How to complete this task: With the pictures omitted, transcribe each line below exactly as it is.

Image-grounded pointing data:
════════

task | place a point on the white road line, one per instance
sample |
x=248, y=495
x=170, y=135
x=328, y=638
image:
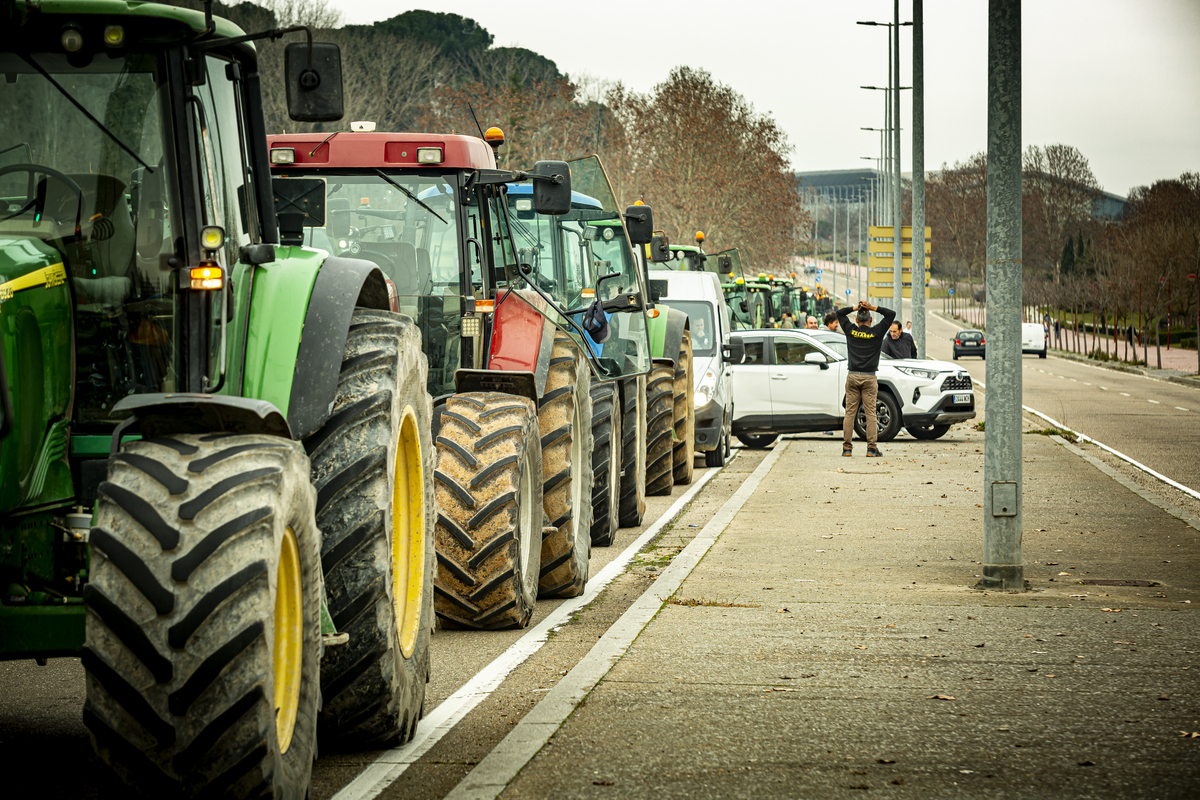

════════

Completed task:
task | place a point on the white road line, one per instance
sample |
x=248, y=495
x=170, y=135
x=328, y=638
image:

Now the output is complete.